**Listed entries**
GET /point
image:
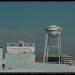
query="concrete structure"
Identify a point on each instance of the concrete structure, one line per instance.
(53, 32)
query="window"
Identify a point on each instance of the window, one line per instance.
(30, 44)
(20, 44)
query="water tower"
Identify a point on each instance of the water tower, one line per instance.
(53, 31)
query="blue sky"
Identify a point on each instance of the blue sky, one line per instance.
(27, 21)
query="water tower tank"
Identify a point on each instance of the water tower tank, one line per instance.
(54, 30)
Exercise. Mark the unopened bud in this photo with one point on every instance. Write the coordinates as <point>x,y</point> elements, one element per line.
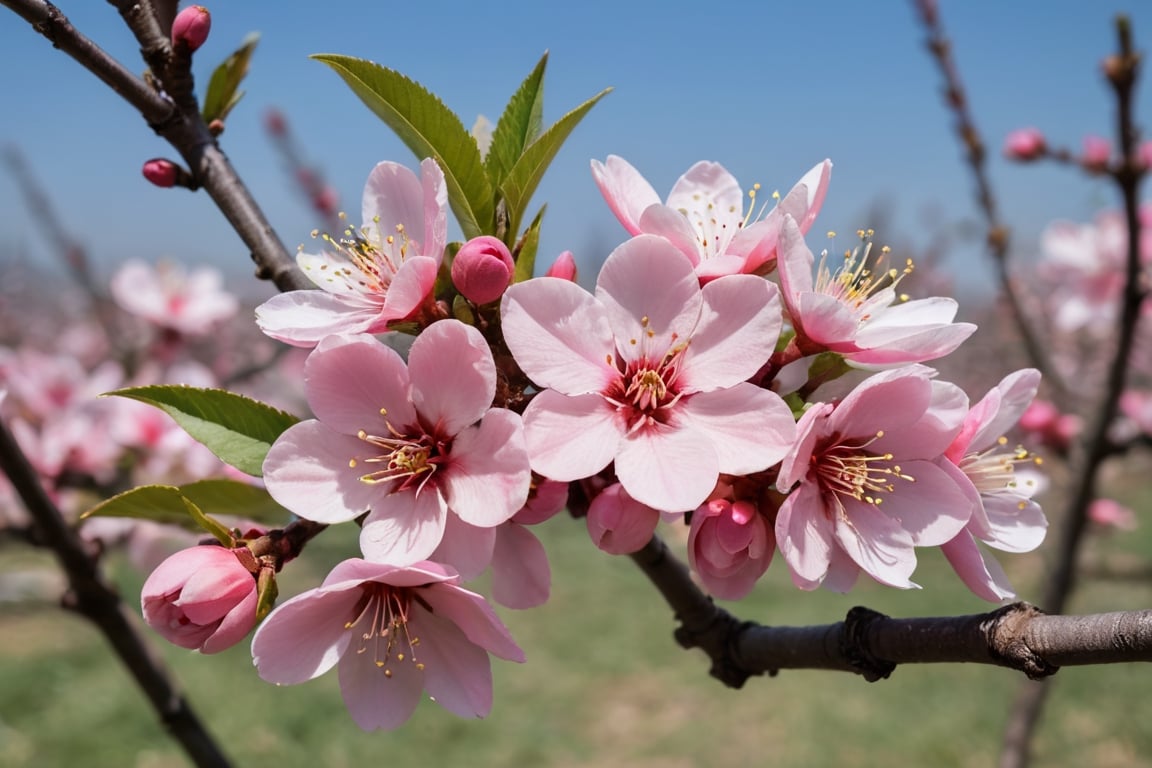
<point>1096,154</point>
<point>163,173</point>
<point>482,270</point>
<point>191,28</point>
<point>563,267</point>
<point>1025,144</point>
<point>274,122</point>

==

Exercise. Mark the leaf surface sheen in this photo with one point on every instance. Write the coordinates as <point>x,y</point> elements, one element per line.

**Task brief**
Check the data for the word "query" and pull out the lines that have it.

**Answer to the problem**
query="concrete structure"
query="window"
query="water tower"
query="blue sky"
query="water tower tank"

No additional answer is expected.